AIM OF THE TASK: Find the line that contains "Practice step: indicate the red hooded" in the entries below. Output it and each later line exactly, and nothing else.

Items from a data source
========================================

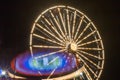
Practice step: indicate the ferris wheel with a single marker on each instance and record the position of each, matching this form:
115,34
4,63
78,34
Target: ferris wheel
66,30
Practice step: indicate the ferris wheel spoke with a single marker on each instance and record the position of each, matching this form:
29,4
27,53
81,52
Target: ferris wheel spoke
46,39
62,21
53,27
57,24
86,43
79,27
52,73
46,26
89,60
50,54
88,25
87,36
88,67
42,46
73,28
89,54
68,23
95,49
49,32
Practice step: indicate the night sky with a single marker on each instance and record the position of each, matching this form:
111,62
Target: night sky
17,18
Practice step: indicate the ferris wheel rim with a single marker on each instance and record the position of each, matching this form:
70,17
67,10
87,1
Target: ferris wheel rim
103,56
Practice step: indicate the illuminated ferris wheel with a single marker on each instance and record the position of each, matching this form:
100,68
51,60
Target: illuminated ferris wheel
67,31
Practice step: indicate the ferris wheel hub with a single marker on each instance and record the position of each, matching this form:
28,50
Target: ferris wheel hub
71,47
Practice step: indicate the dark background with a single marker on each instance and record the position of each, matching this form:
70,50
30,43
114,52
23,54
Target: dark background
17,17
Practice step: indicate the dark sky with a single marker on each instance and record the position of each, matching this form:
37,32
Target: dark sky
17,17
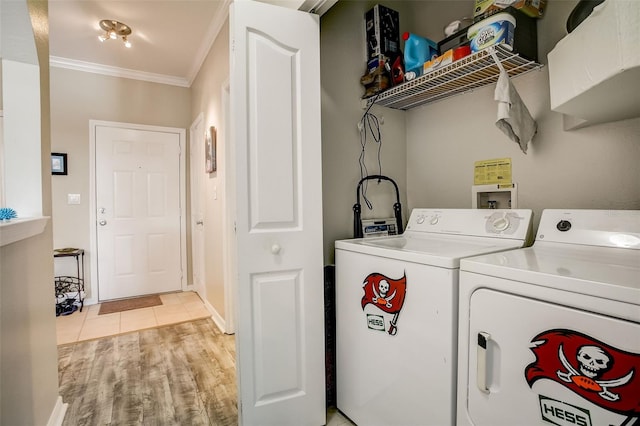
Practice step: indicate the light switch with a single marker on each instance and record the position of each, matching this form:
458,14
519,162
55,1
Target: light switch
73,198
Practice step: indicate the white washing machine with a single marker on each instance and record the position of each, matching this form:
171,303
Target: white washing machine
550,334
396,313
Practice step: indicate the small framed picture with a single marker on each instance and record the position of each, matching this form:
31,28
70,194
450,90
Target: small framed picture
210,150
58,163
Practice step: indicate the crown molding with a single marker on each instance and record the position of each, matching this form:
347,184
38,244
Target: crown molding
56,61
210,37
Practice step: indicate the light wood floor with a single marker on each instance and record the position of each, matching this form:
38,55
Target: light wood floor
180,374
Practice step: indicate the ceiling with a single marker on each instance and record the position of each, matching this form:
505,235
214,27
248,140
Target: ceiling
170,38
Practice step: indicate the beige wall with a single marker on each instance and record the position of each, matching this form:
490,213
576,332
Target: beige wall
595,167
76,98
206,92
28,352
430,150
342,61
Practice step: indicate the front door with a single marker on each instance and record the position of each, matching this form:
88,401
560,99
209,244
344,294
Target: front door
197,176
138,230
275,125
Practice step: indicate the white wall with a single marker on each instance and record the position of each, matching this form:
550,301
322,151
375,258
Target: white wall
430,150
28,353
206,92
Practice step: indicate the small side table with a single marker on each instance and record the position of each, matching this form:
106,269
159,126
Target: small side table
66,286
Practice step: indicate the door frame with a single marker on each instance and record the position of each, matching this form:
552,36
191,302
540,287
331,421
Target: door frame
229,260
93,221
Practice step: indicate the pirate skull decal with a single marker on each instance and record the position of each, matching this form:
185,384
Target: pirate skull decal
383,286
594,361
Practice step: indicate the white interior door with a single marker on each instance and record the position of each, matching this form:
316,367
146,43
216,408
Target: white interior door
138,231
275,124
197,174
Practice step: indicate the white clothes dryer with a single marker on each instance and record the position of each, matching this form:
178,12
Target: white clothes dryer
550,334
396,313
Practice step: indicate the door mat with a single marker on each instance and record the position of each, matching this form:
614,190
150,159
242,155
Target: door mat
129,304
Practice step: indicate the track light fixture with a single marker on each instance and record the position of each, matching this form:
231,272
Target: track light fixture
113,30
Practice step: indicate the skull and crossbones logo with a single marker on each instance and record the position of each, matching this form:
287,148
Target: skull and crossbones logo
381,294
593,362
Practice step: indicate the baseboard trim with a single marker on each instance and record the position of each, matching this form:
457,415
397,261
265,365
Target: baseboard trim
57,415
215,316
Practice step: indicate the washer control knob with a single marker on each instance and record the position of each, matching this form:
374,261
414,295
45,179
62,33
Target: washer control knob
501,223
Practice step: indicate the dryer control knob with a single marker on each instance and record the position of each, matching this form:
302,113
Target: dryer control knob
501,223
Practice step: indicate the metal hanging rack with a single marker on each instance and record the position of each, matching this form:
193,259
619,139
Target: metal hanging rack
476,70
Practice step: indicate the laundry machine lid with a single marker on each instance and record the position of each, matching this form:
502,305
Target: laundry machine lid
441,237
436,250
611,273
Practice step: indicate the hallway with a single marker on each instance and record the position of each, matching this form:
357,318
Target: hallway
87,325
162,365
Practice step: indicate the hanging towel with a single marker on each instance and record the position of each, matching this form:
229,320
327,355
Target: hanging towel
514,118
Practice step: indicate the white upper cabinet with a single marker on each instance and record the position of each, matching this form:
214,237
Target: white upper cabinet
594,72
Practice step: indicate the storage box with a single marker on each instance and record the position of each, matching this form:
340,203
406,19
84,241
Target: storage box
439,62
485,8
382,26
455,40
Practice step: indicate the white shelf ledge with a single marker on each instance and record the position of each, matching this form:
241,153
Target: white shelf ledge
22,228
471,72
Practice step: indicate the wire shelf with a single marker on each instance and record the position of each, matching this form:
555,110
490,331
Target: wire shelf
474,71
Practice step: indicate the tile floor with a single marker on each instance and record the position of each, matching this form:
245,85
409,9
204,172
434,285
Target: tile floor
87,325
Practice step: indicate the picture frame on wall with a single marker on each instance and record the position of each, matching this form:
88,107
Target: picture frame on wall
58,163
210,150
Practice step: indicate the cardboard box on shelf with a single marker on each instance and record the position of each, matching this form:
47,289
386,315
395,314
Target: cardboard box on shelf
485,8
382,26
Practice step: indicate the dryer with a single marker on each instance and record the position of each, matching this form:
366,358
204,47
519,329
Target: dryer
550,334
396,313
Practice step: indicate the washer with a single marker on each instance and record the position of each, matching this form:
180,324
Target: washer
396,313
550,334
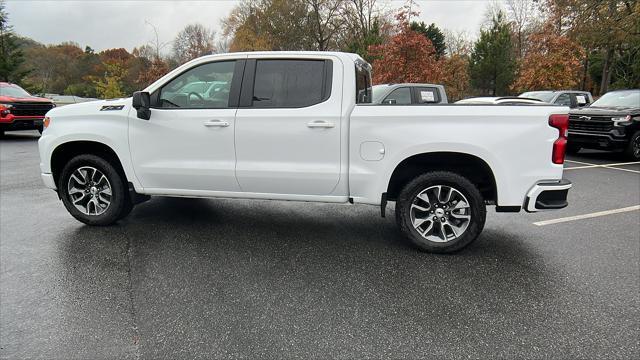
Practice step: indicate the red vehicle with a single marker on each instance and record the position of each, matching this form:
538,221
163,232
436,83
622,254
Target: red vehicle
19,110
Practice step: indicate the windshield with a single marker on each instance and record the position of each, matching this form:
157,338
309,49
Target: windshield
13,91
545,96
628,98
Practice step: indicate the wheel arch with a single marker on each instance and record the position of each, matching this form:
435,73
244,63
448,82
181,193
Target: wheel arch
470,166
68,150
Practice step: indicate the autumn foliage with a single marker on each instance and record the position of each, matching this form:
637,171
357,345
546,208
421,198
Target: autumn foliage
551,62
407,57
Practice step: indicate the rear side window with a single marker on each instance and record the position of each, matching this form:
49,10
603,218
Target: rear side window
427,95
290,83
363,83
400,96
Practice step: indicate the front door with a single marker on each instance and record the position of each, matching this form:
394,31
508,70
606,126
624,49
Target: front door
288,126
188,143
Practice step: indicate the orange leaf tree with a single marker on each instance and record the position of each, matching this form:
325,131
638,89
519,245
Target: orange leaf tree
408,57
552,62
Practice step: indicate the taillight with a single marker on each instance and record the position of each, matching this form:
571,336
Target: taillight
560,122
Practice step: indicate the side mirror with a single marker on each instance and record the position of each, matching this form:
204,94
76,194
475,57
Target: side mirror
142,103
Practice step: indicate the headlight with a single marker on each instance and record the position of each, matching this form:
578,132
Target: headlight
618,121
5,109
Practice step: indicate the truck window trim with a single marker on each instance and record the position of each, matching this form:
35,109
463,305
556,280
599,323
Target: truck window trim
249,78
234,91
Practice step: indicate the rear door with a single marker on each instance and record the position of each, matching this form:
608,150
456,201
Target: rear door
288,126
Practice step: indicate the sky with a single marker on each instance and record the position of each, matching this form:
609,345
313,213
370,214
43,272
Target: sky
113,23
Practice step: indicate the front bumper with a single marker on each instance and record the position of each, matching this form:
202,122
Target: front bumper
594,140
548,195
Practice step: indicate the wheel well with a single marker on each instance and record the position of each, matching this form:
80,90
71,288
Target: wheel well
67,151
469,166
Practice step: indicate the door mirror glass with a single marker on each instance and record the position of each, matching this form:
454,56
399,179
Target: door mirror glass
142,103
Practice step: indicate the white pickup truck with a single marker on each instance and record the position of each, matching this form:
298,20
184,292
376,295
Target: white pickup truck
300,126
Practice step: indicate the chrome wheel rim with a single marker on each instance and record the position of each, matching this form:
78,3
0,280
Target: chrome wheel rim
89,190
440,213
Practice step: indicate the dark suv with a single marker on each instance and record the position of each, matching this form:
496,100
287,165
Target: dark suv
610,123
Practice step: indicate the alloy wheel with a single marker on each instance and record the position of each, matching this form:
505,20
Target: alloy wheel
440,213
89,190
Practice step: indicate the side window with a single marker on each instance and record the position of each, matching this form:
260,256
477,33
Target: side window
399,96
290,83
364,93
563,100
428,95
204,87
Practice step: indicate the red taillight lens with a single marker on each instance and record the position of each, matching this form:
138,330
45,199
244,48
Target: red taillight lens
560,122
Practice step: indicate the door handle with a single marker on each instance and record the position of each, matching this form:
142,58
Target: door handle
320,124
216,123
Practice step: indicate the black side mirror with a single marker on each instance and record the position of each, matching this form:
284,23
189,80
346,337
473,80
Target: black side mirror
142,103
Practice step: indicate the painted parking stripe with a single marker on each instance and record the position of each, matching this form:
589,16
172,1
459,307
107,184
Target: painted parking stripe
587,216
607,166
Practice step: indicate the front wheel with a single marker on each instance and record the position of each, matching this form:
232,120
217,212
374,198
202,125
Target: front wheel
93,191
633,149
440,212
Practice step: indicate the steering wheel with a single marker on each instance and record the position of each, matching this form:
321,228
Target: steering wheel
196,94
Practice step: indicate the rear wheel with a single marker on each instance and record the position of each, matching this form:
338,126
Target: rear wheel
440,212
93,191
633,148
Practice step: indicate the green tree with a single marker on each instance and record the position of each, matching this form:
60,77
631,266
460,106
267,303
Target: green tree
433,33
11,56
492,64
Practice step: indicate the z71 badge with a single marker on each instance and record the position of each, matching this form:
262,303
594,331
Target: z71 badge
111,107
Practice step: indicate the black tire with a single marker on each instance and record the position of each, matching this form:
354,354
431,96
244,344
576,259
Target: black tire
120,201
632,152
573,149
461,184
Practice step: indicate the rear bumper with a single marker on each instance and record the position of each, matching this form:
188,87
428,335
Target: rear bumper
48,180
548,195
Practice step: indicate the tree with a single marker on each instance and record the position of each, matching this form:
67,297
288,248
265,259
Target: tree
11,56
193,41
551,62
492,65
110,86
433,33
407,57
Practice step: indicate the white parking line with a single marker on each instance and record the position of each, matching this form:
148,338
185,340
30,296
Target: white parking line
607,166
587,216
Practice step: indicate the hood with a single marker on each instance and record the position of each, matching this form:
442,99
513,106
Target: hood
606,111
103,107
11,99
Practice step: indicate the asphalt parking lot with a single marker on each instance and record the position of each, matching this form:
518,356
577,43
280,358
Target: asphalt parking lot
184,278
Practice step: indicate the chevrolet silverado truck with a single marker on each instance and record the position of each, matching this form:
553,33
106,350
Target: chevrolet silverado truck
301,126
610,123
19,110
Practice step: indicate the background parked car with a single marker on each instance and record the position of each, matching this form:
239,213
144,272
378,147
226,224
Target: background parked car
408,94
610,123
20,110
571,98
503,100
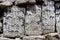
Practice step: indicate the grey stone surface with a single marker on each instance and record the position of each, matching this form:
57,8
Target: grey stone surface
13,22
0,26
58,17
7,0
48,17
33,20
6,3
24,1
33,38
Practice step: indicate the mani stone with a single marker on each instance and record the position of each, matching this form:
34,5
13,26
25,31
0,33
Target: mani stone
17,2
33,38
58,17
13,22
48,17
33,20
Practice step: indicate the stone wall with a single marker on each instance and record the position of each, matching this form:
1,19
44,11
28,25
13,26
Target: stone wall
29,19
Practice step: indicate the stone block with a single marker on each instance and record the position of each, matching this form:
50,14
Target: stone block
48,17
33,38
13,22
57,17
33,20
0,26
17,2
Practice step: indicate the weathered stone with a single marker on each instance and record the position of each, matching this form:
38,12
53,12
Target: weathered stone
7,0
54,37
2,38
17,2
17,39
5,4
33,38
13,23
33,20
48,17
0,26
58,17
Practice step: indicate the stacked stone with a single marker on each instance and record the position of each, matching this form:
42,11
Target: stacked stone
13,22
0,26
58,17
48,17
33,20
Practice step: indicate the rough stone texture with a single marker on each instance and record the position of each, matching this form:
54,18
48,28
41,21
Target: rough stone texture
33,38
3,38
7,0
7,3
58,17
33,20
24,1
48,17
50,37
17,39
13,22
0,26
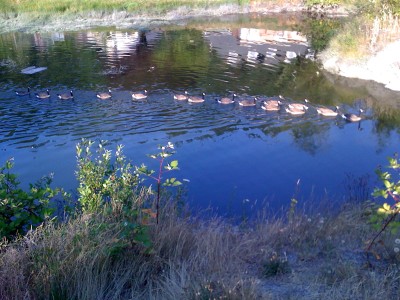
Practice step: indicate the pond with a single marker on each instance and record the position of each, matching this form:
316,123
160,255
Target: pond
233,158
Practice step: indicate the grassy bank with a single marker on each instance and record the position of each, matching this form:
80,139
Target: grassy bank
123,240
309,257
76,6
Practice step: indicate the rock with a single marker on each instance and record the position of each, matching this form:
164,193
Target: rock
382,67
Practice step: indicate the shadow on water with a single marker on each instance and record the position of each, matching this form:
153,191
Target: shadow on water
232,155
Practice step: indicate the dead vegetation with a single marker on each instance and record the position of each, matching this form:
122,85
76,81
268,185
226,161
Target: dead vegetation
300,257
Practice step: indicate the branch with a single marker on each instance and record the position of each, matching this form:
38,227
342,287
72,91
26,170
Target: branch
388,220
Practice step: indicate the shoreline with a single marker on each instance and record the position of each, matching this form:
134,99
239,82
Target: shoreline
382,67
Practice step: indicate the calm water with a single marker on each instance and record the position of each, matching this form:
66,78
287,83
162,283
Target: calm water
235,158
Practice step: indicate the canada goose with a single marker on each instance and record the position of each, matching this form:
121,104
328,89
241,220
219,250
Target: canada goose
104,95
66,96
23,93
353,117
272,102
299,106
295,111
197,99
226,100
327,112
247,102
140,96
271,105
43,95
181,97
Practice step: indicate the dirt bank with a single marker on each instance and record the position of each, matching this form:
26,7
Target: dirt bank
383,67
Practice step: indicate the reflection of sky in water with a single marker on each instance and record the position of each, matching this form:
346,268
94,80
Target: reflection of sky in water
233,156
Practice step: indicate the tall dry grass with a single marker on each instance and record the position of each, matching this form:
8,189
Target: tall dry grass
306,257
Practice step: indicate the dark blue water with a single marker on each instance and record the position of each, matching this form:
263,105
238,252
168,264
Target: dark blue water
233,158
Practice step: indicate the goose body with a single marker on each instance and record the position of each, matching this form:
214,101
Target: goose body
353,117
299,106
43,95
140,96
295,111
23,93
271,105
104,95
248,102
226,100
181,97
327,112
197,99
66,96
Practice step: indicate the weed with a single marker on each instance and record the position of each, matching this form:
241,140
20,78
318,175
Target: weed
21,210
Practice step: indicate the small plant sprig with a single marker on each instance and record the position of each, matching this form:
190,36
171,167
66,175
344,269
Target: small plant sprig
22,210
166,151
390,189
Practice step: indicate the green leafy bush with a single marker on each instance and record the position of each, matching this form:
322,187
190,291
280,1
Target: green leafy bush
387,214
21,210
102,181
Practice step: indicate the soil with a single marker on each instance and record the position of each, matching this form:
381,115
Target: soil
382,67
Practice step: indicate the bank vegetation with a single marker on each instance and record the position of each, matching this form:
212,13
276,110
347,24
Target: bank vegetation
123,239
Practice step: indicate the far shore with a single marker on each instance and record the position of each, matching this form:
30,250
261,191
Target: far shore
381,67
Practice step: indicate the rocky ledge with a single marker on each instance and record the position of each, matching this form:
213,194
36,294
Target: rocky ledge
382,67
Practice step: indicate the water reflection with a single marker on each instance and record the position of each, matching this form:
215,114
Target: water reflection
243,152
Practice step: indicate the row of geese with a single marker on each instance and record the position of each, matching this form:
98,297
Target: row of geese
270,104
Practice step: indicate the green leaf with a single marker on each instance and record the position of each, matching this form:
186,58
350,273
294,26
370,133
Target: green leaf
174,164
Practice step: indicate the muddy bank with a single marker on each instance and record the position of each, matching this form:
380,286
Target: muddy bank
383,67
31,22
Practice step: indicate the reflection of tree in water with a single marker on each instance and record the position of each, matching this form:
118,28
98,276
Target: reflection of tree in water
387,121
310,136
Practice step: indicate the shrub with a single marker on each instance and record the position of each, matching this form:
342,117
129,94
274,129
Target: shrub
20,210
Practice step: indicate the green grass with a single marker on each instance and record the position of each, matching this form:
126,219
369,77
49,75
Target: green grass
312,256
74,6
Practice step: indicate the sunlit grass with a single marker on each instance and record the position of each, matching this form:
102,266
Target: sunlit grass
72,6
194,258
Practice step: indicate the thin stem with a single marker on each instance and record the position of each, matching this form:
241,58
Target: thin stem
388,220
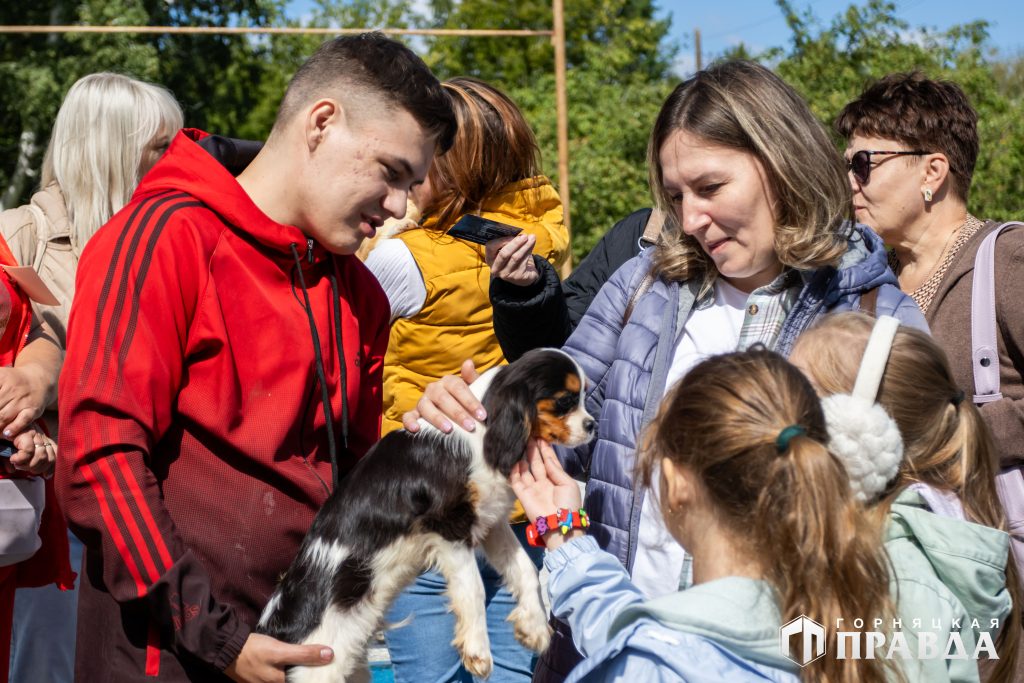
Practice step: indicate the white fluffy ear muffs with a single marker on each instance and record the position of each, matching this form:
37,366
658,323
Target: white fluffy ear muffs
861,434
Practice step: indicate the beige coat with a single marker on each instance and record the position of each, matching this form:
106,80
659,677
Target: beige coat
45,245
949,318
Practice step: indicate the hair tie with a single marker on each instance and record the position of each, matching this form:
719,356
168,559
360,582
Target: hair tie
784,436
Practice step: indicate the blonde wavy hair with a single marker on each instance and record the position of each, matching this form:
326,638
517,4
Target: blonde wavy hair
102,128
946,441
743,105
793,510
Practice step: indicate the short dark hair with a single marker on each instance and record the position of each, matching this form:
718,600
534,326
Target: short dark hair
377,65
923,114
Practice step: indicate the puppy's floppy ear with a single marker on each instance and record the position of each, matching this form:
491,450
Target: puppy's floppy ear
511,412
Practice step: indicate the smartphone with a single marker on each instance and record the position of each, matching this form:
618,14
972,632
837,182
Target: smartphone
481,230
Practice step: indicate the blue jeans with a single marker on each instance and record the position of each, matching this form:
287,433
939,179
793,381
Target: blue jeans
422,651
42,644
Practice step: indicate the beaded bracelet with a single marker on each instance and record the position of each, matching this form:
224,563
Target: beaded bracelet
562,520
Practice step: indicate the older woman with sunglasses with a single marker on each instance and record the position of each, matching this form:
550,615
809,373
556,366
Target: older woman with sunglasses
911,145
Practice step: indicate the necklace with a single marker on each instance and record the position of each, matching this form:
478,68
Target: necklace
927,290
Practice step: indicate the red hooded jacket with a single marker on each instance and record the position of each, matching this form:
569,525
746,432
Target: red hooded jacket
193,436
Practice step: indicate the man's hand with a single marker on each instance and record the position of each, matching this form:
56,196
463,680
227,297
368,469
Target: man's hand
263,659
446,400
511,259
23,397
543,486
36,453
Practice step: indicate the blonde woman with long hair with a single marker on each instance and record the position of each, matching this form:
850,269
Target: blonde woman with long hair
737,464
943,525
755,249
109,132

========================================

FINAL RESULT:
Practice step: indicate the red hooded jacket with a single marker on each instance and record the position of each, matching this form:
569,525
746,432
Target: red hooded jacket
193,436
Practice step: indicate the man's hand with a single marker on each instance and record the position of each, matching this form:
56,196
463,680
227,297
368,469
Target: man's hand
263,659
446,400
511,259
23,397
543,486
36,453
Practice step: indicate the blonde woman with long hair with a single marker on each instance and record the position of each, matching this form:
850,269
Target: blonde woman with long hair
737,464
943,525
755,249
109,132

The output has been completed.